▸ **INSTRUCTIONS**
A - Rewrite the stretch of the post on Paul Otlet from "Wright does point" through "education, culture, academia.", putting "hope" wherever "optimism" appears.
B - According to the post on Paul Otlet, what led many learned Europeans to a new way of thinking about world affairs, and what did that way of thinking favor?

▸ **SUPPLIED PASSAGE**

According to my Kindle Reader I am only 18% into Alex Wright’s Cataloging The World: Paul Otlet and the Birth of the Information Age. But I am all in.

As a precedent to Vannevar Bush, Belgian information organizer Otlet is credited with envisioning many of the technologies and ideas behind this internet thing I am pushing stuff into. The Mondedeum lives… on the web.

I’m quite mesmerized by the placing Wright does in a time right before 1900 when technology offered promise to change the world, to break down international barriers, to equalize what was not equal, to envision a “postivist” view of the world. All of these came to bear on the world, apparently, at the 1900 Exposition Universelle (Worlds Fair) in Paris.

Now, a new internationalist movement, coupled with– and enabled by– new communications technologies and a spirit of cultural progress, imbued many learned Europeans with a new way of thinking about world affairs, one less rooted in traditional national concerns and more concerned with building a futuristic, postnationalist global society.

Which century was this? What communication technologies?

There is even media puffery like the French Minister of Commerce who remarked “Machinery has become the queen of the world.”

Wright does point out the shortcomings of the idealistic visions, rooted in a European society looking down their positions wrestling with “the Africa problem”. But again, 1900 was an era of optimism for what technology could do for society, education, culture, academia.

▸ **RECORD SET**
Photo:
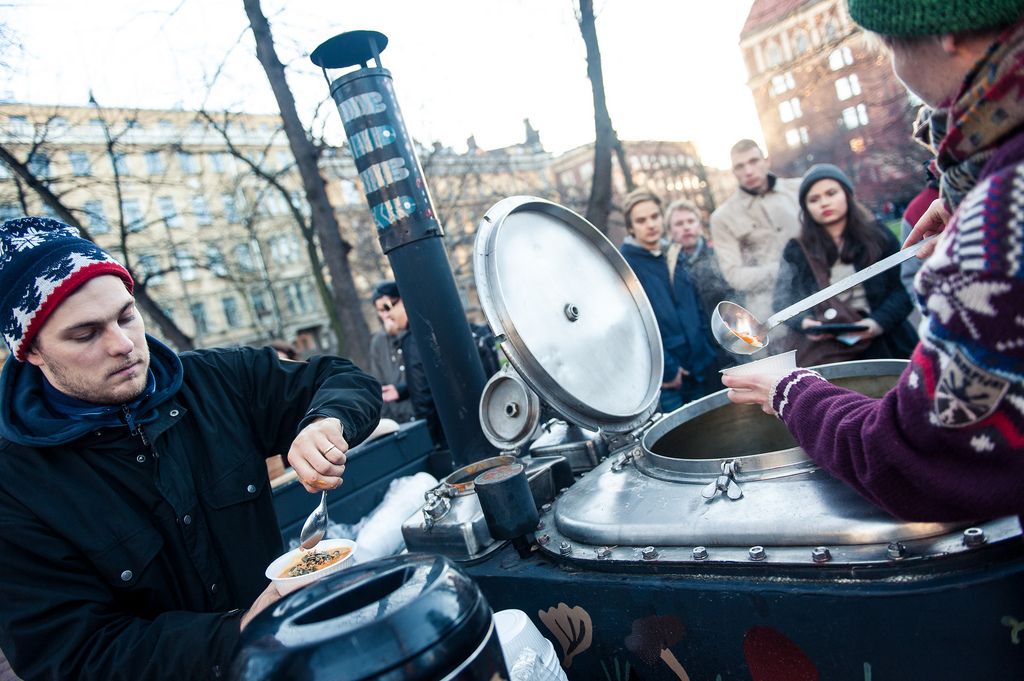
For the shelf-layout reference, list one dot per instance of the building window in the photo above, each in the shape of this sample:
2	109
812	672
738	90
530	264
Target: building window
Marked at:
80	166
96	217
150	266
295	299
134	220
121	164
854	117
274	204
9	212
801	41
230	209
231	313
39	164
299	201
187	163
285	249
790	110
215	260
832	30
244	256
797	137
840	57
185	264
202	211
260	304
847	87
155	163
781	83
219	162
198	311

* * *

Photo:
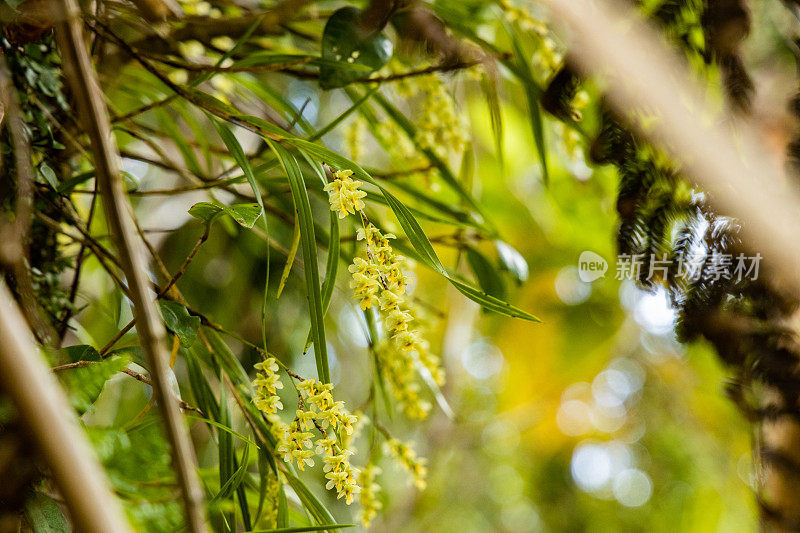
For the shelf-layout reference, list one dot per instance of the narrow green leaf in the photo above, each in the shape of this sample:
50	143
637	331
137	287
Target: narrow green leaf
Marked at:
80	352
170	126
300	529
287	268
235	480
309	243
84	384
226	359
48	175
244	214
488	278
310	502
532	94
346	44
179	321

▸ **ANSWERS BELOW**
A -
Wright does point out the shortcomings of the idealistic visions, rooted in a European society looking down their positions wrestling with “the Africa problem”. But again, 1900 was an era of hope for what technology could do for society, education, culture, academia.

B - A new internationalist movement instilled it in them. That movement was coupled with and enabled by new communications technologies and a spirit of cultural progress. The new outlook was less rooted in traditional national concerns and more concerned with building a futuristic, postnationalist global society.